■ Task objective ■
Lines before the one containing "# report the position of each instance of the dark trousers" are left out; output the rest of the data exactly, through the final line.

------ Record excerpts

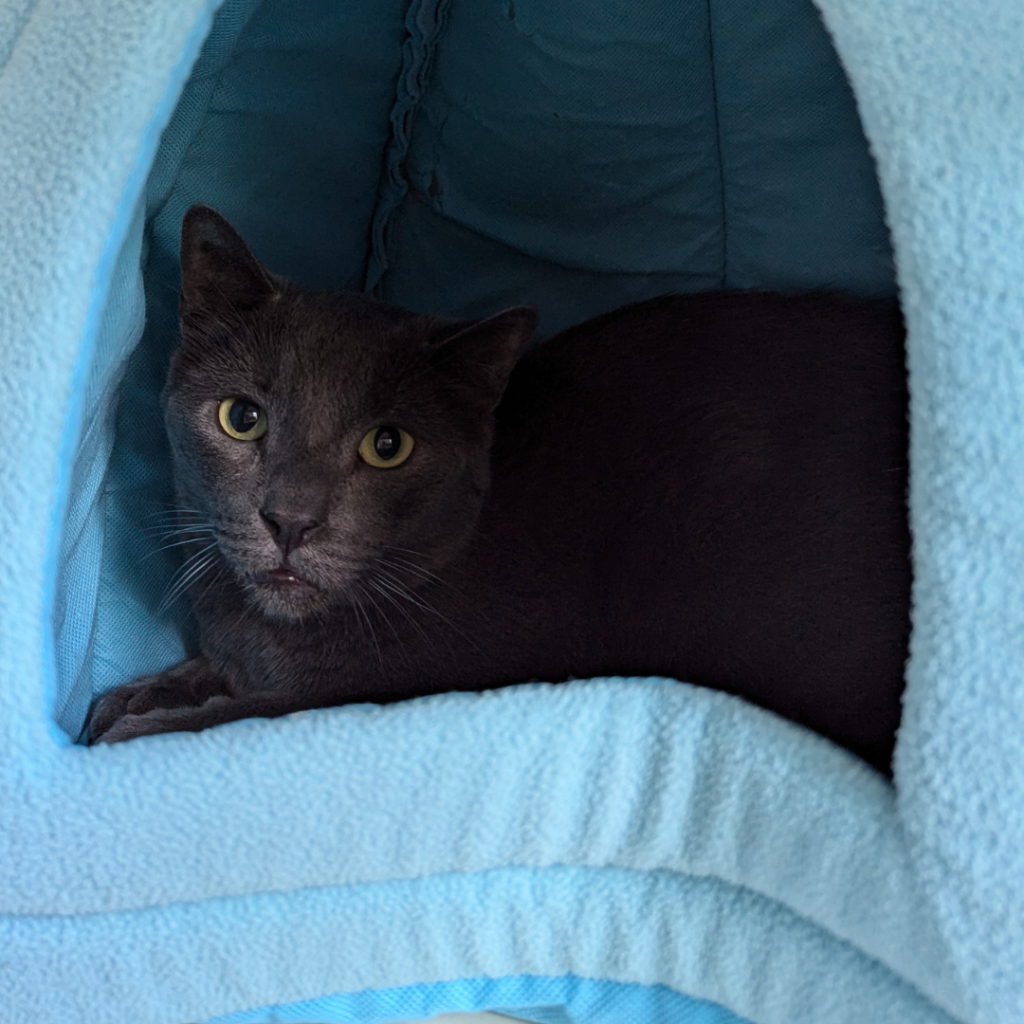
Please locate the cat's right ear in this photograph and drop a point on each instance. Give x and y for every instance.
(219, 272)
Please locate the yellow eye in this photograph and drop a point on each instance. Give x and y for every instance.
(242, 419)
(386, 446)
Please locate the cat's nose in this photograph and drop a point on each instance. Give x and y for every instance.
(289, 530)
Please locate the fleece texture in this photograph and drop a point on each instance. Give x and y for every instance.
(602, 851)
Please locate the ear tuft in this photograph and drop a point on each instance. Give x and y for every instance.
(479, 357)
(218, 270)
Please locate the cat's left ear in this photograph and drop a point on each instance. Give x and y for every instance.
(218, 270)
(479, 357)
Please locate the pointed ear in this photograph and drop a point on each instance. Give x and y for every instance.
(218, 271)
(479, 357)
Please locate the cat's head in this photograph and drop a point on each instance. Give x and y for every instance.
(323, 436)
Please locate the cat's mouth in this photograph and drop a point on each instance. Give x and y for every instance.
(287, 578)
(283, 593)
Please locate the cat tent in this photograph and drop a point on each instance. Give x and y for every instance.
(602, 851)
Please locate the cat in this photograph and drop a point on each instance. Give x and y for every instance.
(379, 504)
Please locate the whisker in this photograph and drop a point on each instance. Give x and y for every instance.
(422, 603)
(180, 543)
(373, 633)
(190, 571)
(376, 585)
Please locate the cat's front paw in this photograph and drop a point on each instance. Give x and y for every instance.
(132, 710)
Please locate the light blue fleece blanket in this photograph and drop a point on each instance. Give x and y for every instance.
(602, 851)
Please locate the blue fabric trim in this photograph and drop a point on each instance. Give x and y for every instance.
(565, 999)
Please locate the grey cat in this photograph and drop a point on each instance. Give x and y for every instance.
(379, 505)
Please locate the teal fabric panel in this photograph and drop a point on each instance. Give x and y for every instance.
(581, 156)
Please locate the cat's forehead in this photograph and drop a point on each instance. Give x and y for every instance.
(339, 351)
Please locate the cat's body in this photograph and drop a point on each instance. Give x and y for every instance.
(710, 487)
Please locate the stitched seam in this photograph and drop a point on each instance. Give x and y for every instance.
(424, 25)
(718, 146)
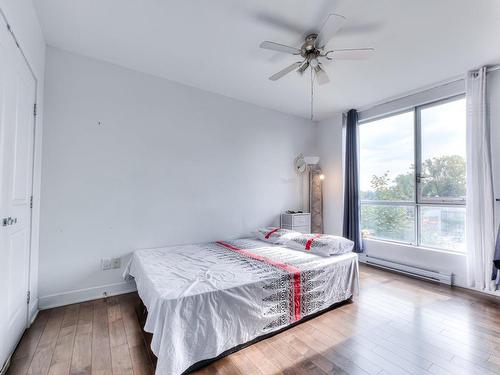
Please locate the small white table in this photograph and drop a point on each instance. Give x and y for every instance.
(297, 222)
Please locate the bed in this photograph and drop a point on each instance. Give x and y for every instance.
(203, 300)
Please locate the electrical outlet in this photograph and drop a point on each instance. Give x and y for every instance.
(116, 262)
(105, 264)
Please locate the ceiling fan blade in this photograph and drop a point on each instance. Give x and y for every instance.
(279, 22)
(321, 75)
(279, 47)
(332, 25)
(285, 71)
(352, 54)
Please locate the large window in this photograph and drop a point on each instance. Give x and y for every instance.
(412, 176)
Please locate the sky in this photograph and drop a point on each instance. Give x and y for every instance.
(388, 144)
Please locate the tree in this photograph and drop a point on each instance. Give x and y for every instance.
(443, 177)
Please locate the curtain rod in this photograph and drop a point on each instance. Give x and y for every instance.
(449, 81)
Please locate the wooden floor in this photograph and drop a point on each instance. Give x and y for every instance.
(397, 326)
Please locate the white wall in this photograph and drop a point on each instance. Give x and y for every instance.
(169, 164)
(330, 150)
(23, 20)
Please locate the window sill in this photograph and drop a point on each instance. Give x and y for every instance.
(418, 248)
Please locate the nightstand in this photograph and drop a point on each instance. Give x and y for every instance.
(297, 222)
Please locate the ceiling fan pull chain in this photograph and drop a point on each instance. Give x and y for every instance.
(312, 96)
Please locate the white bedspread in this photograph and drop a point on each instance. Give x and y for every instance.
(204, 299)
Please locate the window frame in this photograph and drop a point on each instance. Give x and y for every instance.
(418, 201)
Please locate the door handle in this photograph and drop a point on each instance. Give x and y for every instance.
(6, 221)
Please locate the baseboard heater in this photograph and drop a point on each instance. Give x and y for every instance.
(444, 278)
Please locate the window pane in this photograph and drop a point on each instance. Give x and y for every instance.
(386, 159)
(443, 152)
(443, 227)
(388, 222)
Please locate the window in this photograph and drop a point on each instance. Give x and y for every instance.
(412, 176)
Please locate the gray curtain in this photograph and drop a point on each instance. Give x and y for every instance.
(351, 183)
(496, 262)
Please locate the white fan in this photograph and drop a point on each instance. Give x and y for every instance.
(300, 164)
(313, 51)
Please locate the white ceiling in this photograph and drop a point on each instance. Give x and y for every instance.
(214, 44)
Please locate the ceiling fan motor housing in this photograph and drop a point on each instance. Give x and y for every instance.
(309, 46)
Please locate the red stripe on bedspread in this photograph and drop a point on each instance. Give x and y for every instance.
(271, 232)
(310, 240)
(290, 269)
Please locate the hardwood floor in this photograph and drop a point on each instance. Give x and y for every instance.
(397, 325)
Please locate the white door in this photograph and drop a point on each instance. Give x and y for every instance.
(17, 98)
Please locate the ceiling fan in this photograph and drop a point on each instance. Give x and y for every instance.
(313, 51)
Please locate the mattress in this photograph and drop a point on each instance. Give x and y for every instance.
(204, 299)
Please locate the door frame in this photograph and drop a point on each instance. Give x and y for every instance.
(33, 220)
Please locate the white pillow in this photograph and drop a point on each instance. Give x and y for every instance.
(275, 235)
(321, 244)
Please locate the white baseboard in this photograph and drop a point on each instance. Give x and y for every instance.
(88, 294)
(33, 311)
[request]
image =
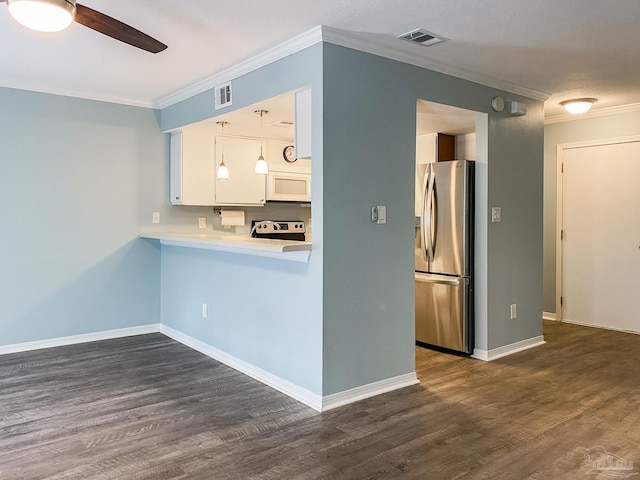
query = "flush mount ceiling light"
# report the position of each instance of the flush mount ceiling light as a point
(261, 165)
(43, 15)
(223, 171)
(578, 105)
(56, 15)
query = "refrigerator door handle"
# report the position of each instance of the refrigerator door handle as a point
(433, 231)
(441, 280)
(429, 215)
(423, 214)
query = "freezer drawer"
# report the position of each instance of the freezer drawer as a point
(442, 311)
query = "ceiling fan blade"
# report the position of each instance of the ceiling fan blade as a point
(116, 29)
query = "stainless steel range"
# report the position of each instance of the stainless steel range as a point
(279, 229)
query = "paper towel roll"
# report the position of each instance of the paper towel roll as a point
(232, 218)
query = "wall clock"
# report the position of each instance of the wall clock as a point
(289, 154)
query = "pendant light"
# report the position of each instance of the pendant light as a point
(43, 15)
(223, 171)
(261, 165)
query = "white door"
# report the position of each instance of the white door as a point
(601, 235)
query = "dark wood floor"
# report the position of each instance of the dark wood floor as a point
(149, 408)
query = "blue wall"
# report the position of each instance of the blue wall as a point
(265, 312)
(79, 181)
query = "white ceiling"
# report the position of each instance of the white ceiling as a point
(566, 48)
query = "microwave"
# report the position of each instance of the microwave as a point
(289, 186)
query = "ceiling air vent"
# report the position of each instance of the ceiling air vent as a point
(223, 95)
(422, 37)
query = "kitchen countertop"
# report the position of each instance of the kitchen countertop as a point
(242, 244)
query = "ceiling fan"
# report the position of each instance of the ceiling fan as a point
(56, 15)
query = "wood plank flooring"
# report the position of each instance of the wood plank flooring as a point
(147, 407)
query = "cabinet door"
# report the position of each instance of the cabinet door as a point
(243, 187)
(303, 124)
(175, 169)
(191, 168)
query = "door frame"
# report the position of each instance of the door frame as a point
(560, 149)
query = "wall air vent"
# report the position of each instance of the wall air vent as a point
(422, 37)
(223, 95)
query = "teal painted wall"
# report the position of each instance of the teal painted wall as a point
(91, 173)
(79, 181)
(265, 312)
(369, 151)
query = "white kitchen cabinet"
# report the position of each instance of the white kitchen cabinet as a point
(243, 187)
(302, 123)
(192, 168)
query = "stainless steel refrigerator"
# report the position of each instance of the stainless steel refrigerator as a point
(444, 256)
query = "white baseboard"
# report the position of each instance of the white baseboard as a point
(370, 390)
(488, 355)
(303, 395)
(605, 327)
(313, 400)
(83, 338)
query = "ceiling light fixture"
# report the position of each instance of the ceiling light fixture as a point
(261, 165)
(223, 171)
(578, 105)
(43, 15)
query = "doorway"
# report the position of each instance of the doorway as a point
(598, 244)
(468, 130)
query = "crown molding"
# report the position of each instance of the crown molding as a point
(285, 49)
(79, 94)
(368, 44)
(600, 112)
(347, 39)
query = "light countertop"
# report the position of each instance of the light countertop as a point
(242, 244)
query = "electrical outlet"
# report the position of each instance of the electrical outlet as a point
(496, 215)
(379, 214)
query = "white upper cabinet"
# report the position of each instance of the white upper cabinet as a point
(303, 123)
(243, 187)
(192, 168)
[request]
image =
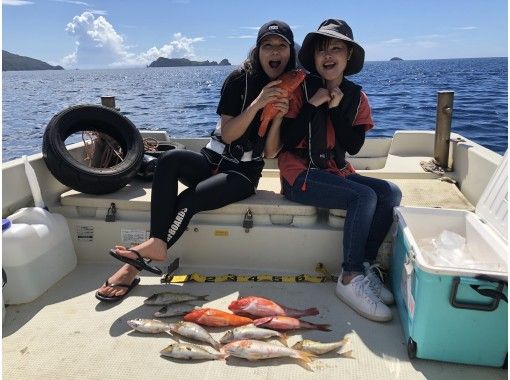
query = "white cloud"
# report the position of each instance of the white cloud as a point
(97, 12)
(73, 2)
(244, 36)
(16, 2)
(99, 45)
(393, 41)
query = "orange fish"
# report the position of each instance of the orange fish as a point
(287, 323)
(262, 307)
(290, 81)
(216, 318)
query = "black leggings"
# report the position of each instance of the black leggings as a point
(171, 213)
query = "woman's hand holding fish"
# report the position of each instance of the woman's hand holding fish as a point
(282, 106)
(320, 97)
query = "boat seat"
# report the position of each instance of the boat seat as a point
(268, 200)
(136, 196)
(421, 192)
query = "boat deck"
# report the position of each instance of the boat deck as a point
(67, 334)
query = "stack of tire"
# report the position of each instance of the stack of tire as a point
(78, 175)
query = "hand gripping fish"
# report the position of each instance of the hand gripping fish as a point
(215, 318)
(288, 323)
(262, 307)
(290, 81)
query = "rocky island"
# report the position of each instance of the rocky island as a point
(14, 62)
(180, 62)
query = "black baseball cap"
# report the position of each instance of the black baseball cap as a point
(277, 28)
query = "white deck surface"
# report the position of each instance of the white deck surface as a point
(68, 334)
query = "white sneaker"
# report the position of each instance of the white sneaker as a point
(373, 273)
(360, 297)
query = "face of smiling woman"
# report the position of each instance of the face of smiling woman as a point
(331, 60)
(274, 54)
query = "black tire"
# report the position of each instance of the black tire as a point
(77, 175)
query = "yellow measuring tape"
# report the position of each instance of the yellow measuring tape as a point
(197, 277)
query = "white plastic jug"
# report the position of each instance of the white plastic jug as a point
(37, 252)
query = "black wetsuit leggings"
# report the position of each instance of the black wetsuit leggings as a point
(171, 213)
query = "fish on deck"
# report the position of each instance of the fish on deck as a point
(290, 82)
(263, 307)
(216, 318)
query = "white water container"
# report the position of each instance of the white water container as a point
(37, 253)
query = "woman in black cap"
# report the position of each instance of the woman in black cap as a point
(330, 118)
(226, 170)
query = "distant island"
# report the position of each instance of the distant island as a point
(14, 62)
(180, 62)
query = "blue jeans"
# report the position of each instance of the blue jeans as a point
(369, 203)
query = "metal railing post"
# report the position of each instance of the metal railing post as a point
(443, 127)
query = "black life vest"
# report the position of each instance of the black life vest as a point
(250, 140)
(317, 151)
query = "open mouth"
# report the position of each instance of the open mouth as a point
(275, 64)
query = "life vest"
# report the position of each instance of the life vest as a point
(315, 145)
(250, 146)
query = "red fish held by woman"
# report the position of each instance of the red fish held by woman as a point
(262, 307)
(290, 81)
(215, 318)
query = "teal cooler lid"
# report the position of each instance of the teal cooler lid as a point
(6, 223)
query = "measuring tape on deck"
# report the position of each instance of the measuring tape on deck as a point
(324, 276)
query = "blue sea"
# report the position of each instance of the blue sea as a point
(182, 101)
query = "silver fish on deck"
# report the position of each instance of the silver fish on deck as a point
(256, 350)
(167, 298)
(194, 331)
(189, 351)
(174, 310)
(252, 332)
(151, 326)
(320, 348)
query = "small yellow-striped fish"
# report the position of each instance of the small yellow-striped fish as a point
(320, 348)
(189, 352)
(194, 331)
(256, 350)
(151, 326)
(252, 332)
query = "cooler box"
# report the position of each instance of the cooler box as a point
(452, 302)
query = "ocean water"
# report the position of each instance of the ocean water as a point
(182, 101)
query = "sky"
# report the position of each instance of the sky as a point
(133, 33)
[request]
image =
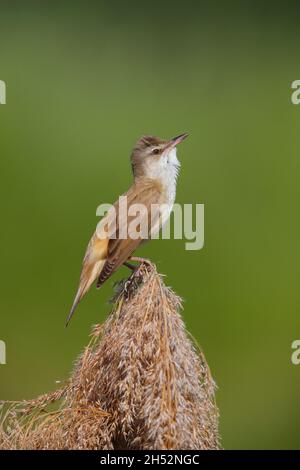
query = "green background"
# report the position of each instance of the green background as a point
(84, 81)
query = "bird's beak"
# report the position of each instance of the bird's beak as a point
(176, 140)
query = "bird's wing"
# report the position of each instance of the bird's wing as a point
(106, 252)
(147, 193)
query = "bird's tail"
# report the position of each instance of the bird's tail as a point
(88, 276)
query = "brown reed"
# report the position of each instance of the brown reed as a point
(141, 383)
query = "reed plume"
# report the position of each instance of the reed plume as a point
(141, 383)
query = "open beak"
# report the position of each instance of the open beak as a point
(176, 140)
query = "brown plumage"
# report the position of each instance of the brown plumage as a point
(154, 174)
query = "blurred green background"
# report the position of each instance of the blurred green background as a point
(84, 81)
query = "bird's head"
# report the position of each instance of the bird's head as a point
(154, 157)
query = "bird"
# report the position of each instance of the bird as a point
(155, 168)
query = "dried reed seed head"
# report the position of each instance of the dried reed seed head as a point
(139, 384)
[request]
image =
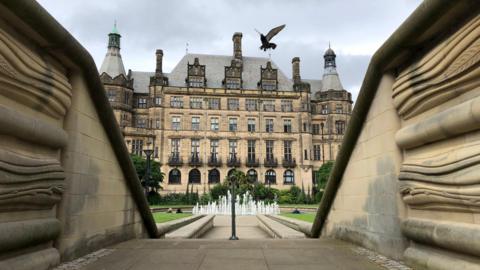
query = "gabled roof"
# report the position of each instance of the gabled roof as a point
(215, 71)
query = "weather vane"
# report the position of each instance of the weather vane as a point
(266, 44)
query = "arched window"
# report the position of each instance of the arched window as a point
(252, 176)
(288, 177)
(174, 177)
(213, 176)
(270, 177)
(194, 176)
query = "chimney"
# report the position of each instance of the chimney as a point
(158, 70)
(296, 70)
(237, 45)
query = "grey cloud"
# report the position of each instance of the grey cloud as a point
(145, 25)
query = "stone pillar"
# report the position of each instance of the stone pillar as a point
(237, 45)
(296, 70)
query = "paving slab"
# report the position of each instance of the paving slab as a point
(262, 254)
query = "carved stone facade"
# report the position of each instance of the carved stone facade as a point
(215, 113)
(409, 185)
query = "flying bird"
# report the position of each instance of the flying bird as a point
(266, 44)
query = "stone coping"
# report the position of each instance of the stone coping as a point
(298, 225)
(277, 229)
(166, 227)
(193, 230)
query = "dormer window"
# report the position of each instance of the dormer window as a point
(196, 74)
(233, 75)
(268, 78)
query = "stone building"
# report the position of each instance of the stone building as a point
(213, 113)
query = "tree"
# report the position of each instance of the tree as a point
(322, 176)
(152, 185)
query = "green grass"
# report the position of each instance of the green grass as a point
(309, 206)
(173, 206)
(308, 217)
(161, 217)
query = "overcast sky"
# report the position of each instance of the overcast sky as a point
(355, 29)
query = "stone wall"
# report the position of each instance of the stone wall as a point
(67, 185)
(407, 183)
(367, 209)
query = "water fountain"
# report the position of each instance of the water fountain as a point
(246, 206)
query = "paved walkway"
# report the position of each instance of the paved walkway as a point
(247, 228)
(199, 254)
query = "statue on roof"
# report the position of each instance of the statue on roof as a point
(266, 44)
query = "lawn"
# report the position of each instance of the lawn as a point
(308, 217)
(309, 206)
(161, 217)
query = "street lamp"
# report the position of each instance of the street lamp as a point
(233, 183)
(148, 170)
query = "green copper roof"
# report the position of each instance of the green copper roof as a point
(115, 30)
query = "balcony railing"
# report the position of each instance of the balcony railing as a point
(289, 163)
(252, 162)
(195, 160)
(175, 160)
(214, 161)
(270, 162)
(233, 161)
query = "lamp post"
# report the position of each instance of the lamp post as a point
(233, 183)
(148, 170)
(323, 152)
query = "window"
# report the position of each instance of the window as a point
(287, 125)
(288, 177)
(214, 104)
(214, 149)
(287, 150)
(176, 102)
(195, 143)
(251, 150)
(317, 154)
(251, 104)
(214, 123)
(340, 127)
(137, 147)
(252, 176)
(141, 123)
(232, 83)
(270, 177)
(174, 177)
(175, 148)
(268, 125)
(325, 109)
(112, 95)
(233, 104)
(339, 108)
(176, 125)
(195, 123)
(232, 124)
(142, 103)
(196, 102)
(269, 105)
(287, 106)
(251, 124)
(194, 177)
(196, 82)
(269, 149)
(232, 149)
(213, 176)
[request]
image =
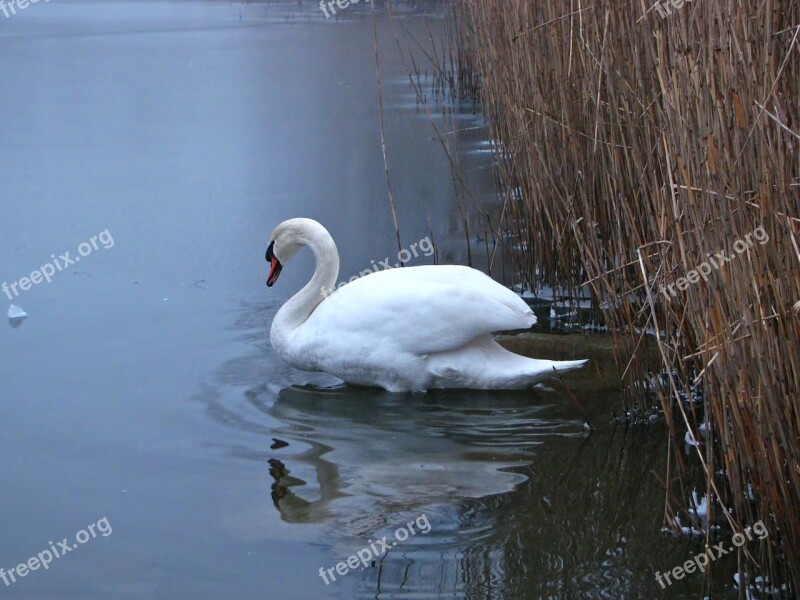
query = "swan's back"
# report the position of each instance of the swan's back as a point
(421, 310)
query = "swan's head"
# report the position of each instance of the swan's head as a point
(288, 238)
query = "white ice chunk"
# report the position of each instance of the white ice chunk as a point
(15, 313)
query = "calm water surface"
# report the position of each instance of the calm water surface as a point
(142, 387)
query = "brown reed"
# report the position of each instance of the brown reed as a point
(641, 145)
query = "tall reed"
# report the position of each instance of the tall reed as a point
(635, 146)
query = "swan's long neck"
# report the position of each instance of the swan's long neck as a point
(297, 310)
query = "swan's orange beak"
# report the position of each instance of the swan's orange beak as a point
(275, 265)
(274, 271)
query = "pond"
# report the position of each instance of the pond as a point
(148, 149)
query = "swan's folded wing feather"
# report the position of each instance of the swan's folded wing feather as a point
(422, 310)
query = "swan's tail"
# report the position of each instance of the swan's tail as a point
(562, 366)
(484, 364)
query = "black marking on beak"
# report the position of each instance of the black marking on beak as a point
(275, 265)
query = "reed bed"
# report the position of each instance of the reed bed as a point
(633, 147)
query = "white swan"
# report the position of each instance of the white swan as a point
(405, 329)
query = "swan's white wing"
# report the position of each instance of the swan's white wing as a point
(420, 310)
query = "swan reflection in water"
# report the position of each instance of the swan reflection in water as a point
(359, 454)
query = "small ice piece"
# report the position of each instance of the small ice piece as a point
(16, 315)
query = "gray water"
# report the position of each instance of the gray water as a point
(142, 388)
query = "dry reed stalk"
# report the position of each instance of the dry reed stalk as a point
(641, 146)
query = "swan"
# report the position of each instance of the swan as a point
(406, 330)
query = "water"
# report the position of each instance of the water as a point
(142, 387)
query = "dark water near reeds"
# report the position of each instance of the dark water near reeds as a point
(142, 387)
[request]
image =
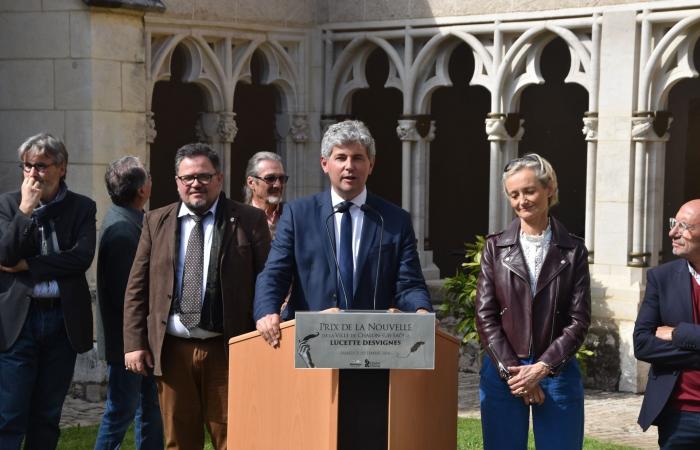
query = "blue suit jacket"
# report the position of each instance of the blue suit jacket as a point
(667, 301)
(302, 257)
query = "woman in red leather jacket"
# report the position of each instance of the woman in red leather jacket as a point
(533, 309)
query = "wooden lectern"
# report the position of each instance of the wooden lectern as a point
(273, 406)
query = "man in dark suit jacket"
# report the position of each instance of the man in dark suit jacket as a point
(304, 253)
(190, 289)
(667, 335)
(47, 242)
(129, 186)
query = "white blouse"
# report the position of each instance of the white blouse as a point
(535, 249)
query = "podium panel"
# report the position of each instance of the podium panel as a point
(272, 405)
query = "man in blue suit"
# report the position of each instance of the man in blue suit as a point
(327, 246)
(667, 335)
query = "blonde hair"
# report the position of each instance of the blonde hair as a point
(544, 172)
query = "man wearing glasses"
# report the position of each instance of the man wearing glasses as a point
(190, 289)
(47, 242)
(667, 335)
(264, 187)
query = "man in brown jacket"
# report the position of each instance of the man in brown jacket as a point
(190, 289)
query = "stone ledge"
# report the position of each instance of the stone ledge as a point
(141, 5)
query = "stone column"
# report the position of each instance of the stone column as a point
(650, 134)
(151, 131)
(616, 288)
(416, 133)
(504, 133)
(590, 130)
(299, 134)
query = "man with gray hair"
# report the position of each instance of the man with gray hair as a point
(327, 245)
(129, 395)
(47, 242)
(264, 187)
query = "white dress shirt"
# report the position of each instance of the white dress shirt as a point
(175, 326)
(358, 217)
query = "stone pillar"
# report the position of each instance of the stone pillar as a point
(650, 134)
(504, 133)
(590, 130)
(616, 288)
(299, 134)
(151, 131)
(416, 133)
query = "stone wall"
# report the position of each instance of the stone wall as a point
(372, 10)
(78, 73)
(285, 13)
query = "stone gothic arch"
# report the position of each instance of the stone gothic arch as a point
(347, 74)
(661, 67)
(429, 71)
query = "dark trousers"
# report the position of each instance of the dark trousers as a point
(557, 423)
(130, 398)
(35, 374)
(193, 392)
(679, 429)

------------

■ Written solution ■
# report the position of each instance of the dark trousers as a point
(557, 423)
(130, 398)
(35, 374)
(193, 392)
(679, 429)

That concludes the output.